*Aim:* Return each of the following records verbatim, keeping every line unchanged.

*Input:*
------------------------------------------------------------
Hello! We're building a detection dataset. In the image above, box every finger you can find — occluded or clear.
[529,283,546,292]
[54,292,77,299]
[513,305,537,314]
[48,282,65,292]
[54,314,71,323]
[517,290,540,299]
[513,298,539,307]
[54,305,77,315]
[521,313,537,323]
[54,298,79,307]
------------------------------------------------------------
*Full output:*
Hello! We're building a detection dataset. In the image above, box every finger you can find — occluded or clear.
[529,283,546,292]
[54,292,77,299]
[513,305,537,314]
[48,282,65,292]
[54,314,71,323]
[517,290,540,299]
[513,298,539,307]
[54,305,77,315]
[521,313,537,323]
[54,298,79,307]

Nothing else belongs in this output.